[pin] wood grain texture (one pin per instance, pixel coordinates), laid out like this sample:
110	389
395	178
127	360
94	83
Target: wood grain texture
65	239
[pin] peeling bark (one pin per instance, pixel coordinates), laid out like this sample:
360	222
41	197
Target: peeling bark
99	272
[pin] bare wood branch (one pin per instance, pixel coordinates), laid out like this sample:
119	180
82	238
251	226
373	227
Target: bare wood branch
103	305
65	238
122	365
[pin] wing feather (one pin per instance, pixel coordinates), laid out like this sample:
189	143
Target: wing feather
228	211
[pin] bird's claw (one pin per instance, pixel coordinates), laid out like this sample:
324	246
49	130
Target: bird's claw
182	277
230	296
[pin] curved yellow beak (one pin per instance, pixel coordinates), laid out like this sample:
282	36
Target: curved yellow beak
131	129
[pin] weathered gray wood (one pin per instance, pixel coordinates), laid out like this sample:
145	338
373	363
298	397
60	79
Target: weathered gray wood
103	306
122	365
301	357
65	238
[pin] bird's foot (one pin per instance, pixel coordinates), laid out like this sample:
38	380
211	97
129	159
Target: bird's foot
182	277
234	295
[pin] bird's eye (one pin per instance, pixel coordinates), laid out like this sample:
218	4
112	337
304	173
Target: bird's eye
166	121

— Task to complete —
Transcribe the data exactly.

— Expected answer —
[pin] wood grain texture (one pin per instance, pixel coordinates), laid out like this sample:
110	389
395	178
127	360
94	83
Target: wood grain texture
65	239
[pin] peeling bark (one pin per instance, pixel coordinates), laid out like this sample:
360	222
41	197
Target: peeling bark
99	272
[pin] bare wood branch (one pin per instance, pixel coordinates), laid out like this sample:
119	180
82	238
251	226
373	227
Target: bare wood branch
103	305
65	238
122	365
[pin] wing feather (one pin per instance, pixel coordinates), laid out like this sample:
189	143
Target: wing feather
228	211
[pin] bird's claw (one pin per instance, pixel coordinates), laid out like this sample:
324	246
49	130
Target: bird's claw
182	277
230	296
[pin] curved yellow beak (one pin per instance, pixel coordinates), laid out like this sample:
282	36
Target: curved yellow beak
131	129
[pin] weathered gray wood (one pin per instance, pixel coordinates), laid out like this sample:
145	338
373	363
298	397
60	79
Target: weathered gray wood
103	306
122	365
301	357
65	238
[pin] bird's foot (one pin per instance, pixel coordinates), laid out like this sample:
38	380
211	97
129	159
Target: bird's foot
182	277
234	295
[pin] bird's eye (one pin per instance, pixel coordinates), laid out like this sample:
218	4
112	337
304	173
Target: bird's eye
166	121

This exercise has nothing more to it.